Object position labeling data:
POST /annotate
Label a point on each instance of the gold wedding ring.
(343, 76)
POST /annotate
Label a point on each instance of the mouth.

-- Short problem --
Repeat the data above line for line, without changing anything.

-- Expected answer --
POST /annotate
Label a point on each instance of the gold wedding ring.
(343, 76)
POST /annotate
Label a point on each instance of the mouth.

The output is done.